● **Task brief**:
Go through the material and write it all out exactly, minus the pictures.

* start Dataset records *

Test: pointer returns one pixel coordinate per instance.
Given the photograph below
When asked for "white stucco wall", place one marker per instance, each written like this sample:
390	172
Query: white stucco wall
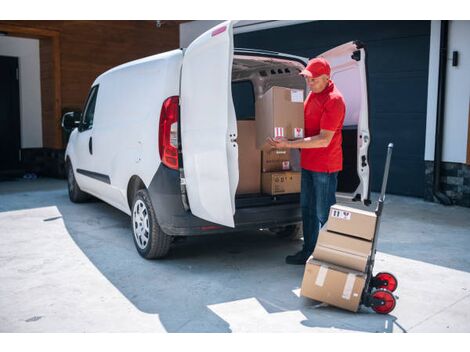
457	94
457	98
27	50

* end Dataset records *

● **Complete output**:
Test: pointer returns one pixel coordinate per instance.
Given the photograph below
When asked for "white stucco wall", place one marker per instance, each written like this sample:
390	172
Query: white stucco wall
457	94
457	98
27	50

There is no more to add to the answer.